/---

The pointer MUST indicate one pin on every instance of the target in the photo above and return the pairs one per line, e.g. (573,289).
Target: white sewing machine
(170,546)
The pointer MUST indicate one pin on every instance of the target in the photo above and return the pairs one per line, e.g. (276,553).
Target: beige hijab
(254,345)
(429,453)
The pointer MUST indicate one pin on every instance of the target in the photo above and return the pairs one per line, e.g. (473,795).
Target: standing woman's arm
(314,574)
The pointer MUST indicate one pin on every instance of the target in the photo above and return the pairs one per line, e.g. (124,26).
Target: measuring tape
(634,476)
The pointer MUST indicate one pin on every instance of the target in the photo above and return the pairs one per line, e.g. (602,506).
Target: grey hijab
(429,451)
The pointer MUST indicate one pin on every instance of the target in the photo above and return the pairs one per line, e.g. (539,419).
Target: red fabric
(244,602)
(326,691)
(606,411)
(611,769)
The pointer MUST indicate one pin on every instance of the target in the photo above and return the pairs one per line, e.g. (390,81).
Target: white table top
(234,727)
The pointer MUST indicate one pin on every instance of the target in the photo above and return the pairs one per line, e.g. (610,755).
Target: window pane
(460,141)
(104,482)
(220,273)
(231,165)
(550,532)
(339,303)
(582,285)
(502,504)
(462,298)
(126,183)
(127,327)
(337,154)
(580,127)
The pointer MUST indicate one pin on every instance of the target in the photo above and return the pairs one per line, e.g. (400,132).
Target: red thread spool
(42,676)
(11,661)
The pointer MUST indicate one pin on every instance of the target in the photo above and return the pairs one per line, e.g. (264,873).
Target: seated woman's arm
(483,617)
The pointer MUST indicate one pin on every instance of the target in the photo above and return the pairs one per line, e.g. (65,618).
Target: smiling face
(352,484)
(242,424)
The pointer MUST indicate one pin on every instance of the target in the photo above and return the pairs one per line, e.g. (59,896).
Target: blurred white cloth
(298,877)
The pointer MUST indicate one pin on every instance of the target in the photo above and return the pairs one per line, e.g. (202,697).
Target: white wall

\---

Copy exactly the lines above, from the one containing "line, e.g. (400,132)." through the very last line.

- **SOLUTION TO THIS PROBLEM**
The pointer MUST indicate one pin on every instance of the target in the photo above and return the pairs one per line, e.g. (400,132).
Target: red thread spool
(42,676)
(11,661)
The pointer MUST indicate one pin on every instance of the target in the photo above and return the pairs one per line, e.g. (264,873).
Target: seated woman's arm
(483,617)
The pointer MUST indicate one pin on every instance of the target in the photo above and return the pairs one per line, e.g. (65,618).
Target: smiling face
(352,484)
(242,424)
The pointer MUST indicate one pin on every instance of the target in the photo above and return the pairs one per line, e.g. (59,896).
Target: blurred white cloth
(298,877)
The pointer MUST indicate one pin on every instance of the target in the photo above and return the pairs one per line, e.g. (202,697).
Target: white wall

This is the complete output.